> _Set exercise_
Return each line of the listing below that contains the string "bounding", matching case exactly.

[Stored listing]
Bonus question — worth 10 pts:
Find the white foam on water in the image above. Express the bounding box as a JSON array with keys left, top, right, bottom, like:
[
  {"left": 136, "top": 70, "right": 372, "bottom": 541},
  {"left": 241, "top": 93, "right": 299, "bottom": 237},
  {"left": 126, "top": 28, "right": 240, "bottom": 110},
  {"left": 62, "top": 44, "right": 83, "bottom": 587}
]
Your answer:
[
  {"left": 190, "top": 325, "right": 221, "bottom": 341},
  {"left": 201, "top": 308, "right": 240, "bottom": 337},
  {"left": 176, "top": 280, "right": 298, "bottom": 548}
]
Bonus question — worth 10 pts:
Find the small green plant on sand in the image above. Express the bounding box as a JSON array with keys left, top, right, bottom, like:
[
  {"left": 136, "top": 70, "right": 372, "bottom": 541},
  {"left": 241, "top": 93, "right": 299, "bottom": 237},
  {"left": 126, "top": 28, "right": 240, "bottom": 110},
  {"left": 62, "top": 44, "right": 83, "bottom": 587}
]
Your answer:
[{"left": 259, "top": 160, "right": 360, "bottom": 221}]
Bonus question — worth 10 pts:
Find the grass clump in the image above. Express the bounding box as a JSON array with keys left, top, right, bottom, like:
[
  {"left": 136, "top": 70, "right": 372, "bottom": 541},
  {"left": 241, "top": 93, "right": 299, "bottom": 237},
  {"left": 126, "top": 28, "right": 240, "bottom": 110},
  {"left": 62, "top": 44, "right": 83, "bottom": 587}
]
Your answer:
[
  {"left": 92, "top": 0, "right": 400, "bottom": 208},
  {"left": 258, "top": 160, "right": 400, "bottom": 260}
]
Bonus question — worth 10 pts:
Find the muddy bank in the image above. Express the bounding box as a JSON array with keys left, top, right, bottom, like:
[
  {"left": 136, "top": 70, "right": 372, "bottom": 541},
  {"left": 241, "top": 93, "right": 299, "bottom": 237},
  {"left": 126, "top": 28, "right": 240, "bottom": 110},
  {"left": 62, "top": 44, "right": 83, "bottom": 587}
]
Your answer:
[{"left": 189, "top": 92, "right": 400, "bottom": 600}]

> _The solution_
Find the white foam on water in the image above. Express the bounding box as a JSON array with keys left, top, right, bottom, like:
Find the small green plant on sand in the image above. Express the bounding box as a JSON array with keys left, top, right, bottom, like:
Find the grass clump in the image above. Express the bounding box as a JSON array with keys left, top, right, bottom, like:
Find the muddy bank in the image above. Express the bounding box as a JSON array with keys left, top, right, bottom, like:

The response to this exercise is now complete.